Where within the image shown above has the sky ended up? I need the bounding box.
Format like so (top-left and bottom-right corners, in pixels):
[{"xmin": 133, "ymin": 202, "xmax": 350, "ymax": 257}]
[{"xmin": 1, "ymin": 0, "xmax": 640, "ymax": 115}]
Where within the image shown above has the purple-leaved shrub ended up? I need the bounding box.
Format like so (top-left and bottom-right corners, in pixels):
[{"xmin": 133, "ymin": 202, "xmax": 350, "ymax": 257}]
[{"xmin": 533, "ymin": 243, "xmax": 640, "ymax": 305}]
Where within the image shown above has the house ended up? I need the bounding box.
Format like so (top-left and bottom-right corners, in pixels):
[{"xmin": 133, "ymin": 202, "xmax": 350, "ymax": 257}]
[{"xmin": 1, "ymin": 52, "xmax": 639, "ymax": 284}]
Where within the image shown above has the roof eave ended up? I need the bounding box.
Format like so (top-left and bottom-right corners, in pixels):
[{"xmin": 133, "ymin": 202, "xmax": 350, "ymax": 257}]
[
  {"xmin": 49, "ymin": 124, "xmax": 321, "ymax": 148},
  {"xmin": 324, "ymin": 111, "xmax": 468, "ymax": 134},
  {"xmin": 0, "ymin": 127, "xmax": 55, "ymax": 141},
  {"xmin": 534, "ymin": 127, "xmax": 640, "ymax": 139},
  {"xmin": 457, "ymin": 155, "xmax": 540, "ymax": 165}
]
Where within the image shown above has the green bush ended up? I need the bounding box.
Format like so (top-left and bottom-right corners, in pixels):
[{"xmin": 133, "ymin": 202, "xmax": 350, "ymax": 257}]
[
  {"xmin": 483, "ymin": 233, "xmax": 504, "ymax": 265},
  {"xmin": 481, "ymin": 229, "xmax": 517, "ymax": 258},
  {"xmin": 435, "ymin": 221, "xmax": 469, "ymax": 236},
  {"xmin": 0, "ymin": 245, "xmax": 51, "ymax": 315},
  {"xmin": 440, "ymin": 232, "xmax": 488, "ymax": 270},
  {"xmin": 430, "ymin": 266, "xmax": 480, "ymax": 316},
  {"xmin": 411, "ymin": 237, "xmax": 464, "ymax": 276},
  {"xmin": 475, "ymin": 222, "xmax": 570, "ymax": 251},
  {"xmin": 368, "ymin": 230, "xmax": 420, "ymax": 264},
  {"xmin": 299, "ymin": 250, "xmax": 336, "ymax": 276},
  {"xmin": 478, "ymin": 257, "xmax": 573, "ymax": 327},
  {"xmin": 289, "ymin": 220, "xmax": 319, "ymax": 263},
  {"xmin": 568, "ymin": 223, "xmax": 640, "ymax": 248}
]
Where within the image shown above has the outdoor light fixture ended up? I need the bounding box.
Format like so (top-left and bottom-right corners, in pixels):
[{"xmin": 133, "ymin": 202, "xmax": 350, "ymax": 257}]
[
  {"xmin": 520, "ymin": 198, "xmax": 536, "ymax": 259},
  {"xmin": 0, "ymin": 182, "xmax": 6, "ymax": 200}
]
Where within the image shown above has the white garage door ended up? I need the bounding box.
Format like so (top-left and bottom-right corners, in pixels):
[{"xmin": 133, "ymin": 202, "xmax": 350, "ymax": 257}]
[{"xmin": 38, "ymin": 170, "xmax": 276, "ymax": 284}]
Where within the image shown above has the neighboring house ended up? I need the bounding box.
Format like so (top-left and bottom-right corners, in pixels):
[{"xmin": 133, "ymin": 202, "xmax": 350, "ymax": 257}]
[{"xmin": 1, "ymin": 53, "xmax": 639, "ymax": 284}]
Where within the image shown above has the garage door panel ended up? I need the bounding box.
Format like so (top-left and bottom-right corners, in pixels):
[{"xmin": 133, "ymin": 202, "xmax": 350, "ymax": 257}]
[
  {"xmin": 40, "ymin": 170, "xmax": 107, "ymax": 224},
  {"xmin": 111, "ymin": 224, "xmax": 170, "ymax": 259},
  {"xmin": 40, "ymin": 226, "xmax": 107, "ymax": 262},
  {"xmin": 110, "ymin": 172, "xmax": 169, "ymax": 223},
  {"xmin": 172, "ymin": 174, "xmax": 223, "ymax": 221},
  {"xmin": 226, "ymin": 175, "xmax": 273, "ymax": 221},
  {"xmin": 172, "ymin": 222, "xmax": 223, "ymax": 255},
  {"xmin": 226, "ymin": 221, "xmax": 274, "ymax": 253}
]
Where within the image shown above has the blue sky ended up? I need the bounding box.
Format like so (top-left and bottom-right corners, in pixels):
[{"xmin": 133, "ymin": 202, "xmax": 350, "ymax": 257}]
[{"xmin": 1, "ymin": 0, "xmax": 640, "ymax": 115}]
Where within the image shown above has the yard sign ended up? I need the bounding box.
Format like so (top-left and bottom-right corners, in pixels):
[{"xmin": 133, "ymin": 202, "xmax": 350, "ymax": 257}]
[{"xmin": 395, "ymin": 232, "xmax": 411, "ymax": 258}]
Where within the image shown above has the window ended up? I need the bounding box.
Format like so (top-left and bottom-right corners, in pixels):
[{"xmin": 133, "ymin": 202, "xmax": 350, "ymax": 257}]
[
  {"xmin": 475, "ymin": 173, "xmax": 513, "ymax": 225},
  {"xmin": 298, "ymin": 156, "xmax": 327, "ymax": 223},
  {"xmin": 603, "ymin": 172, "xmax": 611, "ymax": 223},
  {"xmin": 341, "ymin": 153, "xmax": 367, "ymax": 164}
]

Try it:
The whole of the material above is to be restated exactly.

Task result:
Where within the image shown above has the sky ended up? I need the bounding box.
Format like so (top-left and bottom-right corners, in pixels):
[{"xmin": 133, "ymin": 202, "xmax": 350, "ymax": 257}]
[{"xmin": 1, "ymin": 0, "xmax": 640, "ymax": 115}]
Where within the image shown above has the purple-leaved shrub ended up? I need the bounding box.
Format like so (top-left and bottom-right corners, in pixels):
[{"xmin": 133, "ymin": 202, "xmax": 350, "ymax": 257}]
[{"xmin": 533, "ymin": 243, "xmax": 640, "ymax": 305}]
Where within the image shown above has the house ended up? I need the bounding box.
Format like so (top-left and bottom-right corners, in pixels):
[{"xmin": 133, "ymin": 202, "xmax": 350, "ymax": 257}]
[{"xmin": 1, "ymin": 52, "xmax": 639, "ymax": 284}]
Where within the image shown above has the roof eave ended up? I need the bounding box.
Format like so (top-left and bottom-right corners, in pixels):
[{"xmin": 133, "ymin": 202, "xmax": 350, "ymax": 257}]
[
  {"xmin": 49, "ymin": 124, "xmax": 321, "ymax": 148},
  {"xmin": 324, "ymin": 111, "xmax": 468, "ymax": 134},
  {"xmin": 0, "ymin": 127, "xmax": 55, "ymax": 141},
  {"xmin": 534, "ymin": 127, "xmax": 640, "ymax": 139},
  {"xmin": 457, "ymin": 155, "xmax": 540, "ymax": 165}
]
Where within the image shown above has the green bush ended up? I need the bounding box.
Format like so (top-left and bottom-right corners, in pixels):
[{"xmin": 133, "ymin": 202, "xmax": 350, "ymax": 257}]
[
  {"xmin": 483, "ymin": 233, "xmax": 504, "ymax": 265},
  {"xmin": 481, "ymin": 229, "xmax": 517, "ymax": 258},
  {"xmin": 435, "ymin": 221, "xmax": 469, "ymax": 236},
  {"xmin": 0, "ymin": 245, "xmax": 51, "ymax": 315},
  {"xmin": 440, "ymin": 232, "xmax": 488, "ymax": 270},
  {"xmin": 430, "ymin": 266, "xmax": 480, "ymax": 316},
  {"xmin": 411, "ymin": 237, "xmax": 464, "ymax": 276},
  {"xmin": 475, "ymin": 222, "xmax": 570, "ymax": 251},
  {"xmin": 368, "ymin": 230, "xmax": 420, "ymax": 264},
  {"xmin": 299, "ymin": 250, "xmax": 336, "ymax": 276},
  {"xmin": 478, "ymin": 257, "xmax": 573, "ymax": 327},
  {"xmin": 289, "ymin": 220, "xmax": 319, "ymax": 263},
  {"xmin": 568, "ymin": 223, "xmax": 640, "ymax": 248}
]
Where within the image shown above has the outdoor light fixture ended up? I need the bounding box.
Format like so (top-left and bottom-right corners, in pixels):
[{"xmin": 133, "ymin": 202, "xmax": 350, "ymax": 257}]
[
  {"xmin": 520, "ymin": 198, "xmax": 536, "ymax": 259},
  {"xmin": 0, "ymin": 182, "xmax": 6, "ymax": 200}
]
Where within the image shown above has the white garage door ended up? I need the bounding box.
Format like so (top-left and bottom-right corners, in pixels):
[{"xmin": 133, "ymin": 202, "xmax": 350, "ymax": 257}]
[{"xmin": 38, "ymin": 170, "xmax": 276, "ymax": 284}]
Where within the image shown above has the neighboring house ended up? I need the bounding box.
Format like so (top-left and bottom-right corners, in pixels):
[{"xmin": 133, "ymin": 202, "xmax": 350, "ymax": 257}]
[{"xmin": 1, "ymin": 53, "xmax": 639, "ymax": 284}]
Where within the image shown above has the garage door panel ended up? I need the bounding box.
Format like so (top-left and bottom-right corners, in pixels):
[{"xmin": 133, "ymin": 202, "xmax": 350, "ymax": 257}]
[
  {"xmin": 40, "ymin": 170, "xmax": 107, "ymax": 224},
  {"xmin": 111, "ymin": 224, "xmax": 170, "ymax": 259},
  {"xmin": 40, "ymin": 226, "xmax": 107, "ymax": 262},
  {"xmin": 110, "ymin": 172, "xmax": 169, "ymax": 223},
  {"xmin": 172, "ymin": 174, "xmax": 223, "ymax": 221},
  {"xmin": 226, "ymin": 175, "xmax": 273, "ymax": 221},
  {"xmin": 172, "ymin": 222, "xmax": 223, "ymax": 255},
  {"xmin": 226, "ymin": 221, "xmax": 274, "ymax": 253}
]
Where within the image shown above has the blue sky ended up? I need the bounding box.
Format like so (top-left and bottom-right corners, in pixels):
[{"xmin": 133, "ymin": 202, "xmax": 350, "ymax": 257}]
[{"xmin": 1, "ymin": 0, "xmax": 640, "ymax": 115}]
Where within the image shown above has the yard sign ended up? I need the bounding box.
Format like so (top-left and bottom-right corners, in pixels):
[{"xmin": 133, "ymin": 202, "xmax": 350, "ymax": 257}]
[{"xmin": 395, "ymin": 232, "xmax": 411, "ymax": 258}]
Where within the image shown above has the window ended up? I need the bounding box.
Format like so (top-left and bottom-right corners, in pixels):
[{"xmin": 133, "ymin": 202, "xmax": 350, "ymax": 257}]
[
  {"xmin": 475, "ymin": 173, "xmax": 513, "ymax": 225},
  {"xmin": 298, "ymin": 156, "xmax": 327, "ymax": 223},
  {"xmin": 603, "ymin": 172, "xmax": 611, "ymax": 223},
  {"xmin": 341, "ymin": 153, "xmax": 367, "ymax": 164}
]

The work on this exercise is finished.